Exercise brief:
From the entries below, please gather each line containing the string "backrest".

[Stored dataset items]
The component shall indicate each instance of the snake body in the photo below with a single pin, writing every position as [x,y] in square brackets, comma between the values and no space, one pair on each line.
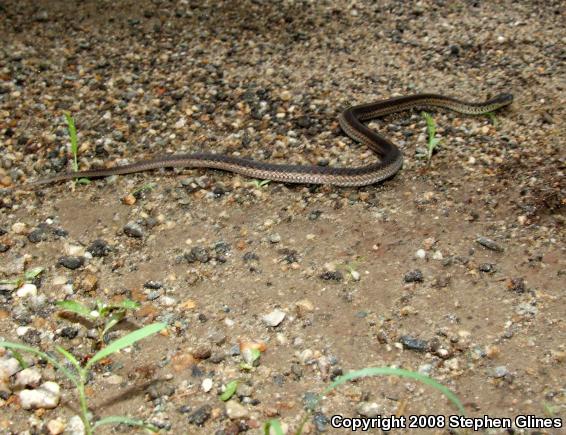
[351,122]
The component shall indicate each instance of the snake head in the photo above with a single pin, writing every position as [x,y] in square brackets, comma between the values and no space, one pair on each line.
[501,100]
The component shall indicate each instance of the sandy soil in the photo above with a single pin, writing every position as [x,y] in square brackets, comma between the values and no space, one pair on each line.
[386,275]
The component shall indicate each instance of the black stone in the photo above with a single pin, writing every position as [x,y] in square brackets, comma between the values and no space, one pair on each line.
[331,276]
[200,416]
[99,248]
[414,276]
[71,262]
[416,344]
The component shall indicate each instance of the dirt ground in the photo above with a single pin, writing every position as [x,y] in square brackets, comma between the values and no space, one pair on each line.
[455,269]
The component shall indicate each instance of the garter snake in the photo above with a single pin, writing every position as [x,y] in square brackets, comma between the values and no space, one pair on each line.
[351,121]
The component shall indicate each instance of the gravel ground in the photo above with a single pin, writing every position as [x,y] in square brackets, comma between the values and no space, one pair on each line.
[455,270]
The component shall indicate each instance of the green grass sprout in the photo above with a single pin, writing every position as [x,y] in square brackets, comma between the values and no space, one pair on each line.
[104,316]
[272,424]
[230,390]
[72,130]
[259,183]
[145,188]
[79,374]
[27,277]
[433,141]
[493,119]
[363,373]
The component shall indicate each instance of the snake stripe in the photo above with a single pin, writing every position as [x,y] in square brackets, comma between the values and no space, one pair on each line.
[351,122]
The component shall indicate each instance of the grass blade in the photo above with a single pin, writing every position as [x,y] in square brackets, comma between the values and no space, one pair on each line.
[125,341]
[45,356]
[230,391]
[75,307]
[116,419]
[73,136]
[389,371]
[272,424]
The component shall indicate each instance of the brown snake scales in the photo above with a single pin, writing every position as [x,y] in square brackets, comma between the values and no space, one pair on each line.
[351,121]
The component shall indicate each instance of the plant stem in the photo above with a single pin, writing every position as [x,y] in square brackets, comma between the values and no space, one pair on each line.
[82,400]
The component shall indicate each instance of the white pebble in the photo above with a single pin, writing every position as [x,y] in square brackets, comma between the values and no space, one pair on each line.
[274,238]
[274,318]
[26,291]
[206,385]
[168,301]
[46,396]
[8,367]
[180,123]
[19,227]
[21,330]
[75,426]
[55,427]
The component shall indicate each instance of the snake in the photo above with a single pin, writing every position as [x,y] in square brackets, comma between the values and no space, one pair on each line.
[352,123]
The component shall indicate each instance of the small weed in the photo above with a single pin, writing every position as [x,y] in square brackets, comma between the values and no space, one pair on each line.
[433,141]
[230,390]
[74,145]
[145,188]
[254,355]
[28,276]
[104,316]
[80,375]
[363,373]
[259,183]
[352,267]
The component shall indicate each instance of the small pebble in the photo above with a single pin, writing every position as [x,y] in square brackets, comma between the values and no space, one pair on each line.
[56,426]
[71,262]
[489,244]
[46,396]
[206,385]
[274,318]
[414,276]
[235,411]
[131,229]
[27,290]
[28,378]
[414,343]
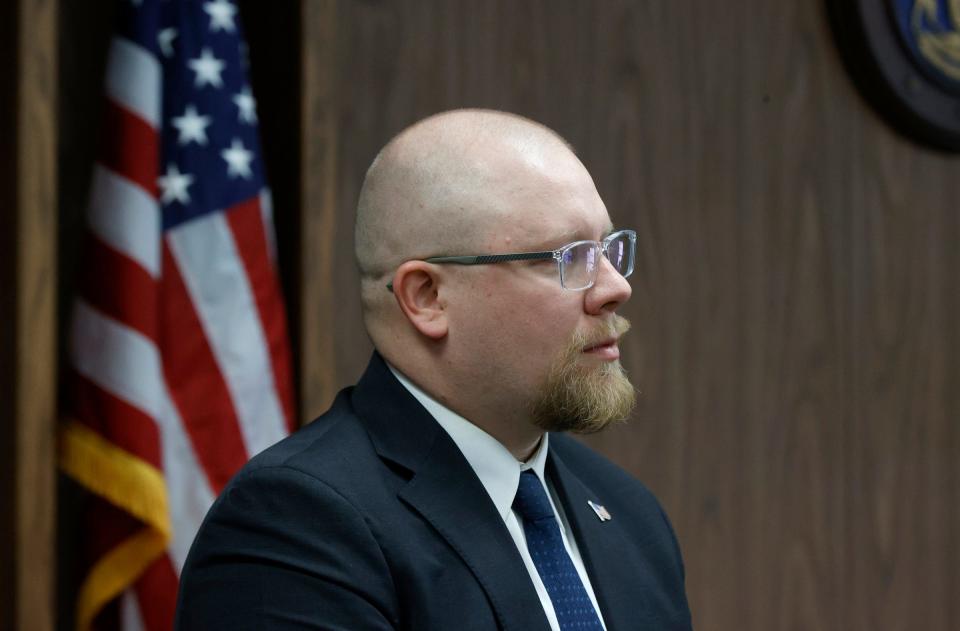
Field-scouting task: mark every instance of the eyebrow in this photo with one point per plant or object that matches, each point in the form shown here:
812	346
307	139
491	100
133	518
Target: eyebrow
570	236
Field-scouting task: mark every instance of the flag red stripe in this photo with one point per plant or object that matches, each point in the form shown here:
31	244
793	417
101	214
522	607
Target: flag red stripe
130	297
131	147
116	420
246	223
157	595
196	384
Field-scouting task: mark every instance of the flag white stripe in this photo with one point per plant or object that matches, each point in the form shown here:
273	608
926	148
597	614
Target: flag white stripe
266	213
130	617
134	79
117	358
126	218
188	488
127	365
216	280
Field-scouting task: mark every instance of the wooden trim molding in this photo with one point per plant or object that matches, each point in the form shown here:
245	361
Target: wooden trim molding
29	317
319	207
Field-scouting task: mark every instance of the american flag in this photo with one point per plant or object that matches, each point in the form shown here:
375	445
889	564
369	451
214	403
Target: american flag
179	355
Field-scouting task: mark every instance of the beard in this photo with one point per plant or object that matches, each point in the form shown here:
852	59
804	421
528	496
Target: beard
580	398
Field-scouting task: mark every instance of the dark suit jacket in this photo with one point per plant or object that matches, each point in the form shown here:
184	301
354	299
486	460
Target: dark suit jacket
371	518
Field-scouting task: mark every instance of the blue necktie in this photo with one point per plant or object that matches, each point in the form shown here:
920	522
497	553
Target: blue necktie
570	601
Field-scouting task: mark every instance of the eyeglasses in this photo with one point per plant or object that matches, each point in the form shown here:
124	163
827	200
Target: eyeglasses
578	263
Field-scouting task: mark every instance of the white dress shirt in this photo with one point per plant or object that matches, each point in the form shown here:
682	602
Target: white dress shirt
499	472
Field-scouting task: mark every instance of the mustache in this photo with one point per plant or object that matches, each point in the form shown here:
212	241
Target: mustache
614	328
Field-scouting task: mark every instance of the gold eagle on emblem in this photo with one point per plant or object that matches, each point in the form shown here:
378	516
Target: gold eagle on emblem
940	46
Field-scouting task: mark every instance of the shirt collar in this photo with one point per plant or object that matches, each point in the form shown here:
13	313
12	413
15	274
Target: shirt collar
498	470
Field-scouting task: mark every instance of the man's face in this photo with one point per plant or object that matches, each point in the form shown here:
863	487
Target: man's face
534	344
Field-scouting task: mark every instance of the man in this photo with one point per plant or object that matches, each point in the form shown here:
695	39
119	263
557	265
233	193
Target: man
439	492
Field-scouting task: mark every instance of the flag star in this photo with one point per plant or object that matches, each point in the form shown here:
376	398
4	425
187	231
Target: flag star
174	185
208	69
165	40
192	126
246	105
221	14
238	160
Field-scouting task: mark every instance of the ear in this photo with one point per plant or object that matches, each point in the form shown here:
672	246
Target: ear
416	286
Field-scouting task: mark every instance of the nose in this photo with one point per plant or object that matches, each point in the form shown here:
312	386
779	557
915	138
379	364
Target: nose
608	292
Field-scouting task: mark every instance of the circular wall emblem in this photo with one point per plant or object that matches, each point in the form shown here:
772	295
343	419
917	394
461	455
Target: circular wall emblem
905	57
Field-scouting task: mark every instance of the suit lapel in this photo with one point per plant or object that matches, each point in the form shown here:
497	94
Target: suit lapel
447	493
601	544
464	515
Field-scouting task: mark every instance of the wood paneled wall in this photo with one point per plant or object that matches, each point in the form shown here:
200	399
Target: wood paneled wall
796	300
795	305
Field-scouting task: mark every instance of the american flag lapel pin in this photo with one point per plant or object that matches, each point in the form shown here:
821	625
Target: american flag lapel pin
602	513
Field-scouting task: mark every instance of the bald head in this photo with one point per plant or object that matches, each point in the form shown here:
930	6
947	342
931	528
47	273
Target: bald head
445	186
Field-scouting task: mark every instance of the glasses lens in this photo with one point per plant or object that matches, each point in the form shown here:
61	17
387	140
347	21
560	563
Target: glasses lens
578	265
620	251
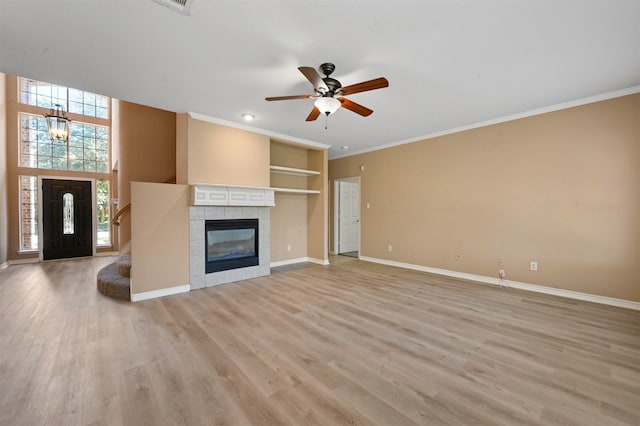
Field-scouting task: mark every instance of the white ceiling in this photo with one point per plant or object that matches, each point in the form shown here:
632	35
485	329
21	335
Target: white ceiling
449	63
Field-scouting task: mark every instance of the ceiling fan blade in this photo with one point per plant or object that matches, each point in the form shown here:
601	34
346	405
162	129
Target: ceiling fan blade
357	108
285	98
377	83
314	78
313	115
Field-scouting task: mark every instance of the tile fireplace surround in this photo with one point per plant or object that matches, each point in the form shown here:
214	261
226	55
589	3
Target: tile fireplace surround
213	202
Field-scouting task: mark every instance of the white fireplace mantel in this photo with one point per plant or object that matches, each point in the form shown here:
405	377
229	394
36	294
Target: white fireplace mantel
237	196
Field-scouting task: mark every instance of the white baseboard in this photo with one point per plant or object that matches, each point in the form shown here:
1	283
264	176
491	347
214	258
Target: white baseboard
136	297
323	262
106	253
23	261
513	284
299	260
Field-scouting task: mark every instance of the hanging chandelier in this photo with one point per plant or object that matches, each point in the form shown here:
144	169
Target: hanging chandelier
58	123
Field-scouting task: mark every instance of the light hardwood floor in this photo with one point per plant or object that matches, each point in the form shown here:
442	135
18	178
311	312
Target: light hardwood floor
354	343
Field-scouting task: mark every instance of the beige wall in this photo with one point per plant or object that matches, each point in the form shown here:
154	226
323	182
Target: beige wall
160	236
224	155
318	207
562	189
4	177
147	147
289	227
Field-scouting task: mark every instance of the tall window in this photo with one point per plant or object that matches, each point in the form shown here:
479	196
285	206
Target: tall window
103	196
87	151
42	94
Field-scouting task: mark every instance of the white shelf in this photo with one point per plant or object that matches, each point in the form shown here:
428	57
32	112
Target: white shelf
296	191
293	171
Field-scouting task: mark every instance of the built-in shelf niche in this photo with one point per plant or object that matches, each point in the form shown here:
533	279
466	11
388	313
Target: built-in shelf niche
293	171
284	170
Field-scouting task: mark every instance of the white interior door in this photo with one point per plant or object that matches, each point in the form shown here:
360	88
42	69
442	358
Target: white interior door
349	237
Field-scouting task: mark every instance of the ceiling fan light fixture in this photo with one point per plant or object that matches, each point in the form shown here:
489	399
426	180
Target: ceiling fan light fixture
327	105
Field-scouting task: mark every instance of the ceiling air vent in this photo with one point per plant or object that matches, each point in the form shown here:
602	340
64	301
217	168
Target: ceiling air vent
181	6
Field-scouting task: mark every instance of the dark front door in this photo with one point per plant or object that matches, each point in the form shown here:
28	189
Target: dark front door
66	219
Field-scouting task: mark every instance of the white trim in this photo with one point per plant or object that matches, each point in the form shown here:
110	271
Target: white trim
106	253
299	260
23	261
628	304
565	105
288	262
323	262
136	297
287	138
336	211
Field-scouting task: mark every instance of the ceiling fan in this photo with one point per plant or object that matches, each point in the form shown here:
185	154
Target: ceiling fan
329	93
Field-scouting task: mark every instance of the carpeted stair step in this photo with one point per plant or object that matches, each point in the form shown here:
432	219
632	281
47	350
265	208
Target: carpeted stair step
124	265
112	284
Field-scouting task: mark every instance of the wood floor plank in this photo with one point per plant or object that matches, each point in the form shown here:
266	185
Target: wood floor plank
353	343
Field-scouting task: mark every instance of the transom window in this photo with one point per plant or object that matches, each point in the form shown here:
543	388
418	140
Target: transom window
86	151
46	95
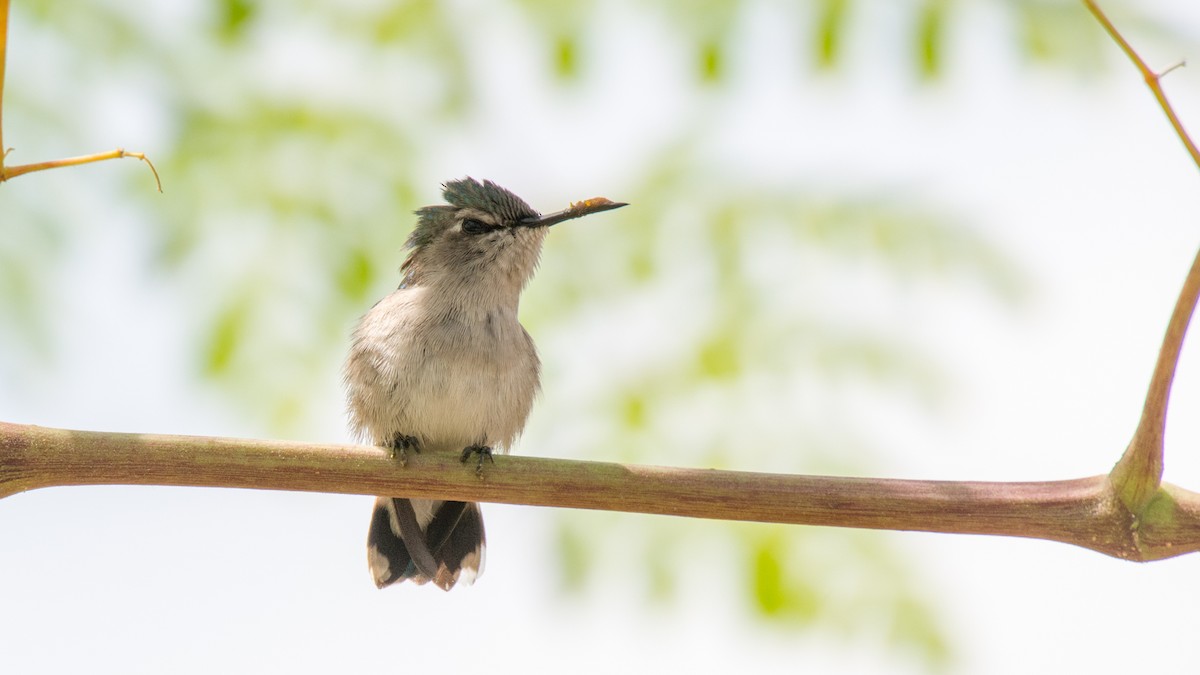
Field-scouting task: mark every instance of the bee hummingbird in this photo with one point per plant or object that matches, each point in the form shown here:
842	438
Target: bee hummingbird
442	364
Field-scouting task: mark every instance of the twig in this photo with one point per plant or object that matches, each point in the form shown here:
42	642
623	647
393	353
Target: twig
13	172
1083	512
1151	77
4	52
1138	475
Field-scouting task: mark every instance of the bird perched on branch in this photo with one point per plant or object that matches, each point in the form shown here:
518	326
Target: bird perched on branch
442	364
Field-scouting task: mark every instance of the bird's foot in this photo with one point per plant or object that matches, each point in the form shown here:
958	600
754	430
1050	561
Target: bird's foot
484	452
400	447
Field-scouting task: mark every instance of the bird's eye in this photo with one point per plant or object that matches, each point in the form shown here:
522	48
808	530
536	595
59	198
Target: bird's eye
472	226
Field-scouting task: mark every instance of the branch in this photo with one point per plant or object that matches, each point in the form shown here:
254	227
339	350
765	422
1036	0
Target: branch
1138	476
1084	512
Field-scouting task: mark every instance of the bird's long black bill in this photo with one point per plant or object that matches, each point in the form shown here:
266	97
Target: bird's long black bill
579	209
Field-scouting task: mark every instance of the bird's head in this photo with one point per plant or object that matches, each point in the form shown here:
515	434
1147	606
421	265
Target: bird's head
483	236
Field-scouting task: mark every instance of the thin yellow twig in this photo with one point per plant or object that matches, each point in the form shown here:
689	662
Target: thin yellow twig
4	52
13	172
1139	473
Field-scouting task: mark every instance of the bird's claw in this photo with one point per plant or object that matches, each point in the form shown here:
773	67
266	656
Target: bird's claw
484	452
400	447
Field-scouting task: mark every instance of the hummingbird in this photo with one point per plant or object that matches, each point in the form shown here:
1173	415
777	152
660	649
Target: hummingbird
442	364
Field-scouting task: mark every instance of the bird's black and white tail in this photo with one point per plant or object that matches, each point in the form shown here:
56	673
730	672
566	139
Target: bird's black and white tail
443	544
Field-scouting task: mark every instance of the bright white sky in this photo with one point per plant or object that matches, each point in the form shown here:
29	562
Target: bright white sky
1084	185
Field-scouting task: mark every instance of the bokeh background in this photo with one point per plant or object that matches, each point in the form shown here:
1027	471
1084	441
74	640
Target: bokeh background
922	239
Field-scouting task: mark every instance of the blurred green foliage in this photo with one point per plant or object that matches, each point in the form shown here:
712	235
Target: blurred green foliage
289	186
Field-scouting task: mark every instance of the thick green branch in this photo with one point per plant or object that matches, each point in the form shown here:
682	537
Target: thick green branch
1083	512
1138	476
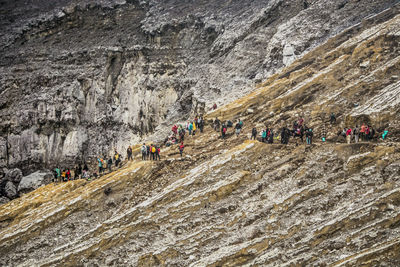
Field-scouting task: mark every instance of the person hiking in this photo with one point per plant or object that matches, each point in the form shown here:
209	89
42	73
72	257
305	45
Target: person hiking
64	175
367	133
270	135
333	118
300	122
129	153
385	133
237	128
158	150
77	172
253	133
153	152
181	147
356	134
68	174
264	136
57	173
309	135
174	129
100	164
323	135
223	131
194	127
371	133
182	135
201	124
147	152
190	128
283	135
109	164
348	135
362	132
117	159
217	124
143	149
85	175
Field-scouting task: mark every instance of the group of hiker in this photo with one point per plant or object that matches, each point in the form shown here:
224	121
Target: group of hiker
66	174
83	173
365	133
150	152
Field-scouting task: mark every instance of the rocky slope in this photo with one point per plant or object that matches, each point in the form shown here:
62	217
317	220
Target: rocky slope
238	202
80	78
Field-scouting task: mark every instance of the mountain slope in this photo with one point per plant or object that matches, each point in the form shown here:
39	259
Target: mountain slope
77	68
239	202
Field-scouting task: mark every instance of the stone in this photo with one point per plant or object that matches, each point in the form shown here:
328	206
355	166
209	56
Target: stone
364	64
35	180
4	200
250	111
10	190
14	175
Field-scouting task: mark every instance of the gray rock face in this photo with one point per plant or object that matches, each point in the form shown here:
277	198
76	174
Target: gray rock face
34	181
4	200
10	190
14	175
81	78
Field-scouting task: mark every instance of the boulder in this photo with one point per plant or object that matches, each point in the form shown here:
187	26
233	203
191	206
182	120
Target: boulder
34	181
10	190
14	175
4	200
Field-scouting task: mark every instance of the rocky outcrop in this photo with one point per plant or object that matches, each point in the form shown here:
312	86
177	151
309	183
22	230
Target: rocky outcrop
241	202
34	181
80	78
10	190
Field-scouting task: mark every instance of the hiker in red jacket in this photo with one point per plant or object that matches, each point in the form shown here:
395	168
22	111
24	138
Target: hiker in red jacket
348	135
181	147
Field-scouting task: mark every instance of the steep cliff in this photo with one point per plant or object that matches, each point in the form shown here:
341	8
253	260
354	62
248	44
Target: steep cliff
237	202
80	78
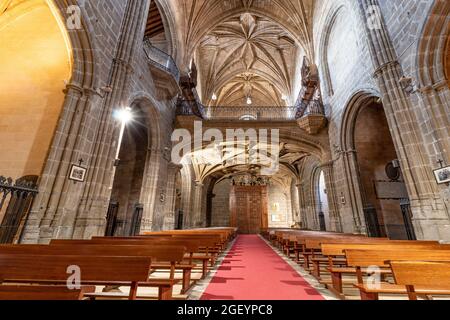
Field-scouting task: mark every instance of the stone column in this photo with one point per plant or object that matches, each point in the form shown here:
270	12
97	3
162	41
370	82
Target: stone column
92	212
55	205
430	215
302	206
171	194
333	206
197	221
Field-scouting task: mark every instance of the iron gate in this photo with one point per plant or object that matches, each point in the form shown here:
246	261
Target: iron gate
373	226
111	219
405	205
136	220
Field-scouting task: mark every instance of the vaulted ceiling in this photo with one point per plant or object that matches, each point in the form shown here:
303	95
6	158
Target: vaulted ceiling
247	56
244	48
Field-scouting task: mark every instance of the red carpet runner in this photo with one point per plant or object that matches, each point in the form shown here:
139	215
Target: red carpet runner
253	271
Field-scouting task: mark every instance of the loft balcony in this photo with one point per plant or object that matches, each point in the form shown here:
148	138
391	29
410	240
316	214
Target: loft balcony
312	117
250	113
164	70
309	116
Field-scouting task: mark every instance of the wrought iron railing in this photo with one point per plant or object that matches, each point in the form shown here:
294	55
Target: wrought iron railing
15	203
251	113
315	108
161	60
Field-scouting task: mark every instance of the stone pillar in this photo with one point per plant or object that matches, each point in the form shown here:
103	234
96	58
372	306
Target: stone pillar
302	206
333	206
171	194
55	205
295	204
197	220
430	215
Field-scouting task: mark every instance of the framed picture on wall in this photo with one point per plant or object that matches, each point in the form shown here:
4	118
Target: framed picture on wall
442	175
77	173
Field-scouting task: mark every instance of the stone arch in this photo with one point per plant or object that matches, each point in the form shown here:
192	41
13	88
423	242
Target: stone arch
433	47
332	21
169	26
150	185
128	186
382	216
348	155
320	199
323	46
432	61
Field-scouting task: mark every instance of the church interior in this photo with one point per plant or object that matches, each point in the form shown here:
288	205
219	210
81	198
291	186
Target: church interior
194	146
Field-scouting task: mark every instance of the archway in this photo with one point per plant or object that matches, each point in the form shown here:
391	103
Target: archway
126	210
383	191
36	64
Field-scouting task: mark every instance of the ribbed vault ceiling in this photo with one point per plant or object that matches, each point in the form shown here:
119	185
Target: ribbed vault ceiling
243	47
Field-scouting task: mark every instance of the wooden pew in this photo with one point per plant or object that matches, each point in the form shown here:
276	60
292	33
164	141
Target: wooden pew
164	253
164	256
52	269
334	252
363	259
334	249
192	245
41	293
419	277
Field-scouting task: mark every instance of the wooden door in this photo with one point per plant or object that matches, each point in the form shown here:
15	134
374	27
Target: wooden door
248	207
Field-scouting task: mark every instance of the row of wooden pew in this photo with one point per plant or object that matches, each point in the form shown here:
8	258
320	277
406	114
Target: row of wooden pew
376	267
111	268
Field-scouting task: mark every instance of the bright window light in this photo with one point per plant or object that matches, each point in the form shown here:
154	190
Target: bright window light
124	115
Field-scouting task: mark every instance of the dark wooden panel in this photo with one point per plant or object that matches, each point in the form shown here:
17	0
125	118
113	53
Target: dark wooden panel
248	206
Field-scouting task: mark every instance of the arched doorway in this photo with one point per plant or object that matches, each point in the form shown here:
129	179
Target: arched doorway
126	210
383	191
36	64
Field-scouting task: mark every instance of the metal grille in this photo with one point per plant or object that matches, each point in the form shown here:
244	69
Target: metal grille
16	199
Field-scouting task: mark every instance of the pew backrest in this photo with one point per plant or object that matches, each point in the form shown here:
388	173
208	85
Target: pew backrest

Reply:
Field-scouting task: mark every instance of the pew backrest in this photo with one point per plant or object that matches, each point in the form shown here:
Target: pew backrest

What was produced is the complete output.